The listing below should be written out exactly; please include all of it.

• Records shown:
######
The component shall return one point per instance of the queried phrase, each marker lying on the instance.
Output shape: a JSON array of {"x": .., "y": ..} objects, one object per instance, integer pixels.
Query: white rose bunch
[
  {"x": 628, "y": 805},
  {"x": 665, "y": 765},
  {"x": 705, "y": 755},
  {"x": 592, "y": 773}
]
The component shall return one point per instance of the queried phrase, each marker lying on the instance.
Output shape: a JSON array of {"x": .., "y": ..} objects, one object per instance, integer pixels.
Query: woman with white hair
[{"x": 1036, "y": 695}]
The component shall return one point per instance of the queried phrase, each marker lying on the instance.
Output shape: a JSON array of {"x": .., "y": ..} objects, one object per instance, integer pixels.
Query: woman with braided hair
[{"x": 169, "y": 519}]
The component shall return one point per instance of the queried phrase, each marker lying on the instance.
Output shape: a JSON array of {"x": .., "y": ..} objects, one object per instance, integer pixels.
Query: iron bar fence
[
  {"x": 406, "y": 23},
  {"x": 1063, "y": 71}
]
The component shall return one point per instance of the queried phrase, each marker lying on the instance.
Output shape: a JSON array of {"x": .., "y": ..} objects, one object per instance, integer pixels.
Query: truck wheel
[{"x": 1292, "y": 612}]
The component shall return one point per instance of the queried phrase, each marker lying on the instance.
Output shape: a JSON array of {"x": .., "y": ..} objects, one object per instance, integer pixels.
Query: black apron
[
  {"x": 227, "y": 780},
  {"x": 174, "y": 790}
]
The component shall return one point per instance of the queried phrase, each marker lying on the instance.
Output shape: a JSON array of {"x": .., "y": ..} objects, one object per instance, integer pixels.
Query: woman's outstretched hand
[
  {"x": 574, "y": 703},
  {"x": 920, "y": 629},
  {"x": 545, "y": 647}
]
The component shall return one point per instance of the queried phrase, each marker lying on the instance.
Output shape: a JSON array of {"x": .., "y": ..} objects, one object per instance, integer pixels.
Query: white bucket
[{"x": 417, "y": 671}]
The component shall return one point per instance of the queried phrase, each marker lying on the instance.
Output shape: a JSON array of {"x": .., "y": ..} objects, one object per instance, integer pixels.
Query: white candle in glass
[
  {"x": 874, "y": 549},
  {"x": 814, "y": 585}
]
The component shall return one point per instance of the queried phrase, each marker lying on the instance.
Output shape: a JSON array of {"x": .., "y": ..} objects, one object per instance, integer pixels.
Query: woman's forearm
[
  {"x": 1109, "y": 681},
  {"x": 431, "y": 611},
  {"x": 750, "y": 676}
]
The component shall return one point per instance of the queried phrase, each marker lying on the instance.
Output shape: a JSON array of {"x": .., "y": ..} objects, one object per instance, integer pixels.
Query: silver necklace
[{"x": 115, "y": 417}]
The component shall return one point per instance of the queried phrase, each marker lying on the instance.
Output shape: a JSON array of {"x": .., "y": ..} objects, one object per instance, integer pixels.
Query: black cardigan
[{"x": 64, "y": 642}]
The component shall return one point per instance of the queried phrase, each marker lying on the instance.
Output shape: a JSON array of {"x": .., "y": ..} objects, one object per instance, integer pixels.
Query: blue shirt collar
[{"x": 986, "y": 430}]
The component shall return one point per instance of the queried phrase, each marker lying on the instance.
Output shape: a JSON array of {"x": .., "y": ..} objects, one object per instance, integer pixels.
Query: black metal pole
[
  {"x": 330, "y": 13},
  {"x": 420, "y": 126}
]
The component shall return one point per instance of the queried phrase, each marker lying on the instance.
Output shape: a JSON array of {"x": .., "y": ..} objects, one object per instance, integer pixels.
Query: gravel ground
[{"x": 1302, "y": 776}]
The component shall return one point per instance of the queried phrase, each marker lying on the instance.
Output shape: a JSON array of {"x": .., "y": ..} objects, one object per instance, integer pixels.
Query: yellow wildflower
######
• The solution:
The component shall return one point per instance of the queried phrase, each marker lying on the instance.
Output shape: a JSON array of {"x": .., "y": ..} objects, one object per instance, integer pixels.
Query: white rose bunch
[
  {"x": 628, "y": 805},
  {"x": 665, "y": 765},
  {"x": 705, "y": 755},
  {"x": 592, "y": 773}
]
The component shall return one point per instance of the queried phrase, each marker lying on the instance.
Output shape: a JSON array of {"x": .., "y": ..} objects, one object per instance, integer pixels.
Query: woman with white hair
[{"x": 1036, "y": 695}]
The component shall return one point per instance of the queried phrase, each marker lying on the instance.
Output shape: a JSON array of {"x": .., "y": ..} objects, one object per instance, integer pixels.
Query: woman with braided hair
[{"x": 169, "y": 519}]
The component shall return one point per instance of the queried phrase, each marker lying on the instance.
Output shape: a JSON array of {"x": .., "y": ..} objects, one object per instance, integer pixels.
Query: iron bar fence
[
  {"x": 406, "y": 23},
  {"x": 1063, "y": 71}
]
The component shall return one point per instance of the queried phrase, each marker lying on the instance.
Output shape: a JSON array of {"x": .., "y": ..} objects, one object per instance, integer pixels.
Query: truck wheel
[{"x": 1292, "y": 612}]
The component shall return one point per instance of the queried phrase, each marker lying on the instance.
Output shape: a JSON array of {"x": .., "y": ..} objects, one object per instance, integer pixels.
Query: black apron
[
  {"x": 227, "y": 780},
  {"x": 174, "y": 790}
]
The component shall return one point per instance of the queried phrase, each marker lying on the instance.
Output shape: a JSON array of {"x": .., "y": ..} objects, one object per instance, integer pixels.
Query: woman's outstretched hand
[
  {"x": 574, "y": 703},
  {"x": 920, "y": 629},
  {"x": 545, "y": 647}
]
The component shall return one point per instance of the queried phrase, each marker lying on the instance.
Output shape: a JSON array of {"x": .., "y": ..} objects, one object per instance, integer pixels.
Query: white bucket
[{"x": 417, "y": 671}]
The component shall return one point per instance of the queried phrase, each marker lying on the instance.
Output shape: a JSON array of {"x": .., "y": ..} objects, one object per instance, integer pixels.
Query: white candle in glass
[
  {"x": 874, "y": 549},
  {"x": 814, "y": 585}
]
The component shall return one point per instance of the queried phrase, each marker lying on the instance.
Output shape: a JSON array of {"x": .., "y": ..} objects, one object per instance, integer pixels.
Query: woman's forearm
[
  {"x": 1109, "y": 681},
  {"x": 431, "y": 611},
  {"x": 750, "y": 676}
]
The component shall return one point per instance of the queried phrase, each marker lying on the instance.
Output shape: a JSON array of {"x": .., "y": ..} objects, one object per instance, integer pixels.
Query: silver necklace
[{"x": 115, "y": 417}]
The component shall return one point per instance of the queried phrase, each marker lying on the instance.
Output shape: a JSON array of {"x": .., "y": ..} objects, one object per instance, integer pixels.
Query: black cardigan
[{"x": 64, "y": 642}]
The component shall return one point per instance of the queried phrase, each marker lying on the instance.
Output shape: a JSON array of {"x": .., "y": ..} objects, one object per instance, integer pixels.
Query: blue shirt collar
[{"x": 986, "y": 430}]
The component shall return one point per instance of the queried phrase, each marker lying on the instance.
Output shape: a JSON array of {"x": .., "y": ..} objects, one object per instance, integer pixels.
Query: black metal pole
[
  {"x": 330, "y": 13},
  {"x": 420, "y": 126}
]
The component shall return one point per instance of the queried phrase, each marker lying on the instance.
Output shape: a JSON array of {"x": .., "y": ..} objects, one object per instance, integer pixels.
Query: gravel ground
[{"x": 1302, "y": 776}]
The component shall return one point per instance of the queried phrase, each marker lying on the instance.
Output shape: a JSON array of {"x": .., "y": ..} objects, one object per instance, integer pixels.
Query: yellow wildflower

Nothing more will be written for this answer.